Direction ->
Rewrite every line of the listing below, replacing "one marker per instance" with "a single marker for each instance" and changing nothing else. Leave the pictures out of your answer.
----- Records provided
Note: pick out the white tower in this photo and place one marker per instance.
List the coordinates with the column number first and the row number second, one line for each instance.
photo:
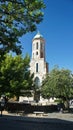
column 38, row 66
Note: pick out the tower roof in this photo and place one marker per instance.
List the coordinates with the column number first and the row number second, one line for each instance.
column 38, row 35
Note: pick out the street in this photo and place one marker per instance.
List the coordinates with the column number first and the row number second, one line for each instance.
column 8, row 124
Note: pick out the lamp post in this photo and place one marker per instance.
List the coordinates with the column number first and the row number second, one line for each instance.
column 2, row 103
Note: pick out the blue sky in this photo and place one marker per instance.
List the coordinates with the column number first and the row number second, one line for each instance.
column 57, row 30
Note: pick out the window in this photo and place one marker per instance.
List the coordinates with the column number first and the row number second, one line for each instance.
column 36, row 53
column 37, row 45
column 36, row 67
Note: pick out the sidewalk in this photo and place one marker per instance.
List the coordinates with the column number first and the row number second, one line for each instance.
column 33, row 117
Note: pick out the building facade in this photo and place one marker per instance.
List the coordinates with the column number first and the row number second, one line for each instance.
column 38, row 64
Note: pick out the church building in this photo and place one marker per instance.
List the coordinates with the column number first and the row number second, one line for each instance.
column 38, row 64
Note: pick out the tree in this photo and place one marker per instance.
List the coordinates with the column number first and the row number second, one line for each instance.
column 15, row 75
column 17, row 17
column 59, row 84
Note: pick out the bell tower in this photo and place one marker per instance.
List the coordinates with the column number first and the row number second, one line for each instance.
column 38, row 65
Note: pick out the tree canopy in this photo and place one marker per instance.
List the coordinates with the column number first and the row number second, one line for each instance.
column 17, row 17
column 15, row 75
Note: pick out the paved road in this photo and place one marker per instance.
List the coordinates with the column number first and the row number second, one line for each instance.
column 32, row 124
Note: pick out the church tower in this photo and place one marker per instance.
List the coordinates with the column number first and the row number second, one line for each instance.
column 38, row 65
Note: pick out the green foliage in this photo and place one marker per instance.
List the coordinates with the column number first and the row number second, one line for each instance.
column 15, row 75
column 59, row 84
column 17, row 17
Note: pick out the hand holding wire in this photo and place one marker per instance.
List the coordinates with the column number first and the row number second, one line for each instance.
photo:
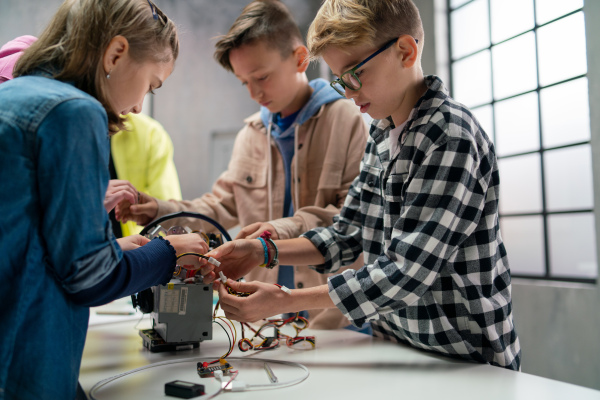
column 237, row 258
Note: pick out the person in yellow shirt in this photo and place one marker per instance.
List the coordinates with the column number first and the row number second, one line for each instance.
column 143, row 155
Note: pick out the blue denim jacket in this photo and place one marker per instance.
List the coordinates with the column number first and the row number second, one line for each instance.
column 54, row 154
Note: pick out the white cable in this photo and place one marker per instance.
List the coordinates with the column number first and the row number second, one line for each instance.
column 241, row 384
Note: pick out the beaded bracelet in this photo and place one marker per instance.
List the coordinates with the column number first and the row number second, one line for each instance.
column 266, row 250
column 275, row 261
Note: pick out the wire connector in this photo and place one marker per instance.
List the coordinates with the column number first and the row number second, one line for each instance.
column 285, row 289
column 234, row 386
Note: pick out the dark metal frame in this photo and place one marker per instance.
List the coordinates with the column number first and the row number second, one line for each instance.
column 544, row 214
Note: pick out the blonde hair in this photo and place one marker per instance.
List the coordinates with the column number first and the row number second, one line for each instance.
column 266, row 20
column 346, row 23
column 73, row 44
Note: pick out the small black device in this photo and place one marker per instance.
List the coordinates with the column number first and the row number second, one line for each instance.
column 183, row 389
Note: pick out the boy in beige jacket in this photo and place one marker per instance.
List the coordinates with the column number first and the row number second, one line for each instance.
column 293, row 161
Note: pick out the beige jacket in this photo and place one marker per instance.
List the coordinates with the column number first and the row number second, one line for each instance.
column 329, row 148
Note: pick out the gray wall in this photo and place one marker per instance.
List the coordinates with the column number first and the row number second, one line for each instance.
column 558, row 325
column 202, row 105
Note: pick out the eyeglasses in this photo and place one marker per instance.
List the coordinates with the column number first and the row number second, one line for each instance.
column 349, row 79
column 157, row 13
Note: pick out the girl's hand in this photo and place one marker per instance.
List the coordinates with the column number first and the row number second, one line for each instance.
column 265, row 301
column 132, row 242
column 237, row 258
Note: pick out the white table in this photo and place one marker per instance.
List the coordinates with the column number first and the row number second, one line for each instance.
column 345, row 364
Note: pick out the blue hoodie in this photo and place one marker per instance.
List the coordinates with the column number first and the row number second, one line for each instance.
column 322, row 94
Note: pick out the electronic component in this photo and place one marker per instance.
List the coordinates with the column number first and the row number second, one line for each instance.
column 270, row 374
column 183, row 389
column 206, row 371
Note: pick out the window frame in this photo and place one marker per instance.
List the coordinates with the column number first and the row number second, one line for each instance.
column 545, row 213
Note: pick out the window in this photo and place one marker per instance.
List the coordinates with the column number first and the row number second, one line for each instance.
column 521, row 66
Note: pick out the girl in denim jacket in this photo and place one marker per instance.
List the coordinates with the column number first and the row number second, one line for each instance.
column 95, row 61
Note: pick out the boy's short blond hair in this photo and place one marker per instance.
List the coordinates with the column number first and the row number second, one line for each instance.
column 346, row 23
column 261, row 20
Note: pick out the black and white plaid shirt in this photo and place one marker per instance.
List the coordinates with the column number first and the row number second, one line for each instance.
column 436, row 274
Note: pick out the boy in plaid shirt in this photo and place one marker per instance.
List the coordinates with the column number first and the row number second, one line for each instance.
column 424, row 209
----------
Task solution ->
Note: pick out the white tower in this photo and place a single marker for each instance.
List the coordinates with the column number first and the row number second, one line for each instance.
photo:
column 38, row 66
Note: pick out the tower roof in this photo and place a single marker for each instance.
List the coordinates with the column number first and the row number second, one line for each instance.
column 38, row 35
Note: pick out the street in this photo and place a single marker for each instance.
List the coordinates with the column number first and the row number second, one line for each instance.
column 8, row 124
Note: pick out the lamp post in this photo and place a single marker for each instance.
List the coordinates with the column number first and the row number second, one line for each instance.
column 2, row 103
Note: pick out the blue sky in this photo and place a single marker for each instance.
List the coordinates with the column number first and the row number second, one line for each instance.
column 57, row 30
Note: pick out the window in this photo and place a single marker for each instance.
List the coordinates with the column number first and the row number second, one line for each instance.
column 36, row 53
column 37, row 45
column 36, row 67
Note: pick out the sidewalk in this photo and place a single marker for each instance.
List the coordinates with the column number first and the row number second, one line for each instance.
column 33, row 117
Note: pick out the building facade in this photo and place a single marker for each instance.
List the coordinates with the column number first and the row number second, one line for each instance.
column 38, row 64
Note: pick out the church building in this photo and place a single marker for each instance.
List the coordinates with the column number first and the row number second, one line for each instance.
column 38, row 64
Note: pick out the tree in this photo and place a single marker for each instance.
List the coordinates with the column number first and the row number second, one line for each instance.
column 15, row 75
column 17, row 17
column 59, row 84
Note: pick out the bell tower in this photo and place a single marker for each instance.
List the coordinates with the column number first and the row number second, one line for each instance.
column 38, row 65
Note: pick out the tree canopy in this photo and place a single marker for each instance.
List the coordinates with the column number first and the row number second, one line for each instance.
column 17, row 17
column 15, row 75
Note: pick out the paved road in this photo and place a single marker for each instance.
List the coordinates with the column number first and the row number second, one line for each instance.
column 32, row 124
Note: pick out the church tower in this photo and place a single marker for each instance.
List the coordinates with the column number first and the row number second, one line for each instance.
column 38, row 65
Note: pick out the green foliage in this photo and place a single marker for each instance.
List the coordinates with the column number first and the row number second, one line for each instance.
column 15, row 75
column 59, row 84
column 17, row 17
Note: pick out the hand holding wire in this photo and place a single marker for each instance.
List the coordinates with the column number first and the row number second, one line for each instance.
photo:
column 237, row 258
Note: pick out the person in yellow shirt in this photo and place a single marker for each instance.
List the coordinates with the column number first and the row number second, one line for each instance.
column 143, row 155
Note: pick out the blue denim jacket in this photo and place a single marker for each instance.
List the coordinates with the column number first and the row number second, one line for each instance.
column 54, row 154
Note: pick out the white cable in this photo and place a single marker for each instance.
List the coordinates with the column number first and the row number second, one line for each instance.
column 241, row 384
Note: pick out the beaded bracelet in this photo and place a single marker for each instance.
List the coordinates with the column number first and the row number second, one line for each instance.
column 266, row 250
column 275, row 261
Note: pick out the wire connector in this photo and place a single marker for each instance.
List the coordinates with the column number first and the row number second, one line for each instance.
column 285, row 289
column 234, row 386
Note: pick out the dark metal frame in this photo and place a single marker for each instance.
List the coordinates with the column number first and the row number second, one line for each instance.
column 544, row 214
Note: pick out the blonde hair in this photo and place a single marker for each instance.
List the coordinates with the column number first and the row number second, one line for each instance.
column 266, row 20
column 346, row 23
column 73, row 44
Note: pick out the small black device in this photo and place a single marker for each instance.
List the coordinates with the column number first and the row number second, one line for each instance.
column 183, row 389
Note: pick out the boy in beige jacket in this photo and place a single marker for each instance.
List the coordinates with the column number first and the row number second, one line for each instance.
column 293, row 161
Note: pick out the beige jacket in this photo and place a single marker for each instance.
List the coordinates with the column number first and the row number second, one line for each instance.
column 329, row 148
Note: pick out the gray wall in this photo and place a single marker for each instance.
List the coordinates with the column number first and the row number second, one line for each instance.
column 558, row 325
column 202, row 105
Note: pick out the eyeglasses in this photo and place a single marker for each instance.
List the coordinates with the column number first and the row number second, one line for each instance.
column 349, row 79
column 157, row 13
Note: pick out the girl's hand in this photo and place a single marker for each instance.
List the coordinates with the column number first and the row number second, one line for each instance.
column 265, row 301
column 132, row 242
column 237, row 258
Note: pick out the white table in this photo and place a single marker for each instance.
List the coordinates with the column number first and the row number second, one line for each instance.
column 345, row 364
Note: pick out the blue hoodie in this photo and place a single marker for each instance.
List the coordinates with the column number first and the row number second, one line for each instance.
column 322, row 94
Note: pick out the electronic component in this photo and place a single marker for each instance.
List the coordinates with the column number first and the row number second, one line for each instance.
column 270, row 374
column 183, row 389
column 206, row 371
Note: pick out the window frame in this photo and place a single marker for each instance.
List the coordinates with the column number first and the row number second, one line for each instance.
column 545, row 213
Note: pick out the window in this photo and place a single marker for each instance.
List the coordinates with the column number first and the row number second, one line for each instance.
column 521, row 66
Note: pick out the girl in denim jacket in this photo and place a single marker for each instance.
List the coordinates with the column number first and the row number second, one line for each instance.
column 95, row 61
Note: pick out the boy's short blond hair in this photo and place a single marker for each instance.
List the coordinates with the column number first and the row number second, one line for each instance.
column 346, row 23
column 261, row 20
Note: pick out the black and white plaid shirt in this photo and place a single marker for each instance.
List the coordinates with the column number first and the row number second, one line for each instance.
column 436, row 274
Note: pick out the boy in plaid shirt in this photo and place a single marker for each instance.
List the coordinates with the column number first and the row number second, one line for each instance.
column 424, row 209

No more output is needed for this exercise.